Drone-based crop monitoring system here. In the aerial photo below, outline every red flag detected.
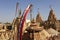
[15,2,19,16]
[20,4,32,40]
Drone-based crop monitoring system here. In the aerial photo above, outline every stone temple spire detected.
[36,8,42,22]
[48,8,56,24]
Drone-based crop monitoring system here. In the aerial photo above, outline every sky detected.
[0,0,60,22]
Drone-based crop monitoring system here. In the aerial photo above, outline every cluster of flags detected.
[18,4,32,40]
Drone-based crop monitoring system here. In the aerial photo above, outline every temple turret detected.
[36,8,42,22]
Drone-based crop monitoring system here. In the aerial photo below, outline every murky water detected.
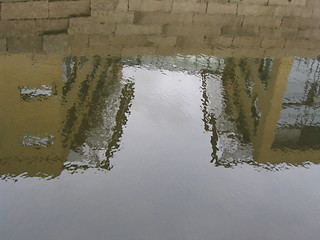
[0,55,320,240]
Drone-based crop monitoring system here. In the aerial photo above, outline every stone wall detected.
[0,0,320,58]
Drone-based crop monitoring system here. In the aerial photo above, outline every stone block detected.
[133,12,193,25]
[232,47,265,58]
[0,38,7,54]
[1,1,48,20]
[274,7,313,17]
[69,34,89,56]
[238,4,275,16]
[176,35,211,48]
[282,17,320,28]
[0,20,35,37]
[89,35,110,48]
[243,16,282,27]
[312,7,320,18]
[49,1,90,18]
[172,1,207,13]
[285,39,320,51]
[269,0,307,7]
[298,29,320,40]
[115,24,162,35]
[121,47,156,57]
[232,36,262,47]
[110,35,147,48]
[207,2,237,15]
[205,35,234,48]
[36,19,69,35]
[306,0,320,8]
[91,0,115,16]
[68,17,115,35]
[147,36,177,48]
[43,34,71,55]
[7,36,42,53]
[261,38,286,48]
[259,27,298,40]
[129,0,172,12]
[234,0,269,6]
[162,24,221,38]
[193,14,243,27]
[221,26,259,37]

********

▶ **Problem requirements**:
Copy out the material word for word, beginning with the line containing "stone wall detected." and continuing through the line containing "[0,0,320,58]", both lines included.

▶ **Response to the task**:
Drone-based crop monitoring system here. In the aerial photo above, outline every stone wall detected.
[0,0,320,58]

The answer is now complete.